*Problem description*
The records below are to be reproduced exactly, with every picture left out.

*Data for this exercise*
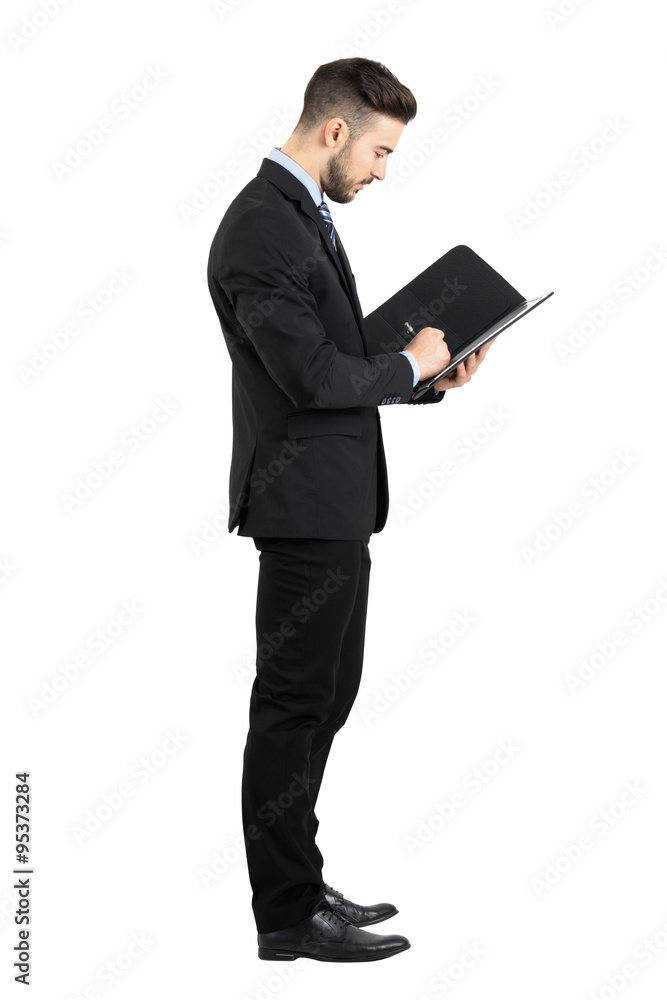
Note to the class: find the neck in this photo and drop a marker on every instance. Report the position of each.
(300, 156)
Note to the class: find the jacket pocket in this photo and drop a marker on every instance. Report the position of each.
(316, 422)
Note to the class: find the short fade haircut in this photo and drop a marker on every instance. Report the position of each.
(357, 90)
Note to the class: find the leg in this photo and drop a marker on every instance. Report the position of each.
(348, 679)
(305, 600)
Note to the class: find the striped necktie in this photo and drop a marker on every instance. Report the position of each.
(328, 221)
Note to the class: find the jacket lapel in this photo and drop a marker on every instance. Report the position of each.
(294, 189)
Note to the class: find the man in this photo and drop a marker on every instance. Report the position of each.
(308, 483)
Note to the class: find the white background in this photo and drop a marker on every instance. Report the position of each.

*Reply*
Note to the class: find the neck in this photo and drop a marker on every instance. Report the position of each.
(300, 156)
Note to the class: find the jacket pocket in this photo and drop a marker on every instance. Report the position of each.
(316, 422)
Note to the class: find the short fade haircut in this photo and drop a marker on every instance. Report the position of each.
(357, 90)
Note to the class: find the leg in this photo and drop a marker on every instance. Report the position of each.
(348, 679)
(305, 600)
Note to the class: find the striped necktie in this photo and drop a marker on every instance. Report the position of each.
(328, 221)
Note to the class: find the jacket lapel in this photo and drop a marker on every instance. Report the position of each.
(294, 189)
Note to the class: find the man in this photo and drop a marker on every instance. Report the position of each.
(308, 483)
Note to the class: find the white background in this photo and drop a marker on every instance. Report the position of each.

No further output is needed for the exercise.